Filed 8/24/17 P. v. Jones CA2/6

NOT TO BE PUBLISHED IN THE OFFICIAL REPORTS

California Rules of Court, rule 8.1115(a), prohibits courts and parties from citing or relying on opinions not certified for publication or ordered published, except as specified by rule 8.1115(b). This opinion has not been certified for publication or ordered published for purposes of rule 8.1115.

IN THE COURT OF APPEAL OF THE STATE OF CALIFORNIA

SECOND APPELLATE DISTRICT

DIVISION SIX

THE PEOPLE,

Plaintiff and Respondent,

v.

CAMERON JOSEPH JONES et al.,

Defendants and Appellants.

2d Crim. No. B276561

(Super. Ct. No. 1481723)

(Santa Barbara County)

Two men in their 20’s, appellants Cameron Joseph Jones and Humberto Javier Carranza, lured a high school student to have sex with them, knowing she was 16. Thereafter, they “groomed” her and arranged to sell her sexual services on the internet. The enterprise ended when a “Good Samaritan” saw a “Missing Person” posting by the minor’s family and alerted them to the minor’s whereabouts. Appellants painted themselves as pawns used by the minor to satisfy her need for attention, but the jury was not swayed by the “blame the victim” approach.

Appellants were convicted of human trafficking and pimping a minor, two counts of oral copulation of a person under 18, and unlawful sexual intercourse. (Pen. Code, §§ 236.1, subd. (c)(1), 266h, subd. (b)(1), 288a, subd. (b)(1), 261.5, subd. (c).) Carranza was convicted of pandering by procuring. (Id., § 266i, subd. (a)(1).) They were sentenced to a prison term of nine years four months.

__________

■ YOUR TASKS ■
1. From the opinion, list every Penal Code section under which the appellants were convicted, with each subdivision.
2. Based on the opinion, explain why courts and parties may not cite or rely on it.
3. Answer these from the opinion:
(a) What is the superior court case number?
(b) What conviction applied to Carranza but not to Jones?
(c) What prison term were the appellants given?

■ DATA ROWS ■
__________

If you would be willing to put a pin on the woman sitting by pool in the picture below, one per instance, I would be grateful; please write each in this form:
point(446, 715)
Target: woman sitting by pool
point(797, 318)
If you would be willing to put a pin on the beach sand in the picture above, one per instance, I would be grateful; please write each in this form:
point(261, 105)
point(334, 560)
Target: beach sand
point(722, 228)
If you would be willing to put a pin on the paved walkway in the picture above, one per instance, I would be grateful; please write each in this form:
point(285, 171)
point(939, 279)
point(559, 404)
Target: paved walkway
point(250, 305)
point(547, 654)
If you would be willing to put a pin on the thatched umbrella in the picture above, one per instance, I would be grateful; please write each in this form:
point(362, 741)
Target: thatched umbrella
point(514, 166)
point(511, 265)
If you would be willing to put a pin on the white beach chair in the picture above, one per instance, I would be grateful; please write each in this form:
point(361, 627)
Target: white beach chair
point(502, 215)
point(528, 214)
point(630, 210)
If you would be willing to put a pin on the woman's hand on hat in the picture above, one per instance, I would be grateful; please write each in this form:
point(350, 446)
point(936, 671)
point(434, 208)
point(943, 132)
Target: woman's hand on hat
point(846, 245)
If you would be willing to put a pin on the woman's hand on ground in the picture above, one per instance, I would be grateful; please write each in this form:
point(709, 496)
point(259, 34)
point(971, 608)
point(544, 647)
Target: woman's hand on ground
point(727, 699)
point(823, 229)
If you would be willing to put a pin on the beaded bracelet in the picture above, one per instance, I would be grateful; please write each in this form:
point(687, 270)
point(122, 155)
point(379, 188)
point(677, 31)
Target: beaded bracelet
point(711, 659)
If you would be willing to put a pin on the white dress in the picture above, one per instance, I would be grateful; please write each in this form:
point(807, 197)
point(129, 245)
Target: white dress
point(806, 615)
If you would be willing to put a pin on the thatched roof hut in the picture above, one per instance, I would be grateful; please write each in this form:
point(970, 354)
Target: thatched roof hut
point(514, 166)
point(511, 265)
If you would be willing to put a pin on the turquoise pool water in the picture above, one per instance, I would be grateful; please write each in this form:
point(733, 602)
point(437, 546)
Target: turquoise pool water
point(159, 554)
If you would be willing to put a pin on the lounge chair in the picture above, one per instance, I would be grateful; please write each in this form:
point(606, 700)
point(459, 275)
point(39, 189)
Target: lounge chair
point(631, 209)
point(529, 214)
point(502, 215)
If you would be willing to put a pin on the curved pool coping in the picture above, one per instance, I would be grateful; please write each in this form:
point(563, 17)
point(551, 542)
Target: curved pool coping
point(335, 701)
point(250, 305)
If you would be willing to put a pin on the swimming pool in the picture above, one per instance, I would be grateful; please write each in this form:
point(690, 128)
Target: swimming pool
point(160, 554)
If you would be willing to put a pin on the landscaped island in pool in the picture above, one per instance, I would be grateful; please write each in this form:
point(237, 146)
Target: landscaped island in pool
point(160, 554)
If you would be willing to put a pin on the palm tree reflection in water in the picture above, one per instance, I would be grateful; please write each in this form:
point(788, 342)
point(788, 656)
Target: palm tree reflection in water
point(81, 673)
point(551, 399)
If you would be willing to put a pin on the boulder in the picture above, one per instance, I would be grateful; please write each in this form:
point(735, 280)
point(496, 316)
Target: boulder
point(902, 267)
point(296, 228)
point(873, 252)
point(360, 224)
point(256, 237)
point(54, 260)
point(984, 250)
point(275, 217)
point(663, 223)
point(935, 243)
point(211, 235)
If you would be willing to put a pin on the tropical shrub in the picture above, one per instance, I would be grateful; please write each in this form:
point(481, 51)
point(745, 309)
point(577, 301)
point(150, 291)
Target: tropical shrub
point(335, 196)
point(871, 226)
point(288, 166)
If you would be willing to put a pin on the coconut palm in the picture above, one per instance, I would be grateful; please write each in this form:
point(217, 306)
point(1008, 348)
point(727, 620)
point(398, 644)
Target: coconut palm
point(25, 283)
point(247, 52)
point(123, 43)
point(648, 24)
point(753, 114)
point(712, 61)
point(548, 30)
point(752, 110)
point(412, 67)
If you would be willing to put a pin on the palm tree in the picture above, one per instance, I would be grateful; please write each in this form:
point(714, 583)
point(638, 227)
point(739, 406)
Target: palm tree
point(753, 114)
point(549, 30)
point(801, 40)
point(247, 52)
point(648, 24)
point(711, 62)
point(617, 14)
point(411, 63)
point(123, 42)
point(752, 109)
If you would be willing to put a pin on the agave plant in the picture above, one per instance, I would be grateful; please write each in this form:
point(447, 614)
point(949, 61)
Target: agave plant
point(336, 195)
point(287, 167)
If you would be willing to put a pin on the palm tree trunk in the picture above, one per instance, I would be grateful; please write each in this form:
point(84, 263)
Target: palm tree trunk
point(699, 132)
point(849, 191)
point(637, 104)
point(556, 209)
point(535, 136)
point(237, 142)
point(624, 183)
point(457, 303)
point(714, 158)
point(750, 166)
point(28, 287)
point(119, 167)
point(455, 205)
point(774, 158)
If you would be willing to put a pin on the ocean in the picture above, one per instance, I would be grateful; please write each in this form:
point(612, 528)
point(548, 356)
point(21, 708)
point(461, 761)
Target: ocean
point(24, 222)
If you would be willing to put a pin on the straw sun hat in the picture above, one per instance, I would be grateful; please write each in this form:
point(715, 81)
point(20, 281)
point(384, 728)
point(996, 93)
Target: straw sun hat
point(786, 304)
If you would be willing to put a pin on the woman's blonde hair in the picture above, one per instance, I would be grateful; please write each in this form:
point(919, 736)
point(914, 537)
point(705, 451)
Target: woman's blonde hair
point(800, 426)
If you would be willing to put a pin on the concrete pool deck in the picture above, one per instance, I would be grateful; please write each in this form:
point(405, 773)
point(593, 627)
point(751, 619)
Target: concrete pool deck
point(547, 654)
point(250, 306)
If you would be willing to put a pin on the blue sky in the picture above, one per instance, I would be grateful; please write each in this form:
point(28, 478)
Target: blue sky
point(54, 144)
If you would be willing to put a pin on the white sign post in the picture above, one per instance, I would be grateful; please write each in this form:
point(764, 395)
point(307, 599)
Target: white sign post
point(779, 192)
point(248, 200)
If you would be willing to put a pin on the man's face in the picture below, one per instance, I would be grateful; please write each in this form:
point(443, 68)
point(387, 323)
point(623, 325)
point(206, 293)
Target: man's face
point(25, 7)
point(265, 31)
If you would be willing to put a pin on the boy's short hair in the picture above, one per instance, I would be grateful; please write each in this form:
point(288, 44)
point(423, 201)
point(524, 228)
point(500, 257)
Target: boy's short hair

__________

■ EXPECTED ANSWERS ■
1.
- § 236.1, subd. (c)(1)
- § 266h, subd. (b)(1)
- § 288a, subd. (b)(1)
- § 261.5, subd. (c)
- § 266i, subd. (a)(1)

2. California Rules of Court, rule 8.1115(a), prohibits citing or relying on opinions that have not been certified for publication or ordered published, except as rule 8.1115(b) specifies. This opinion has not been certified for publication or ordered published for purposes of that rule.

3.
(a) 1481723
(b) Pandering by procuring
(c) Nine years four months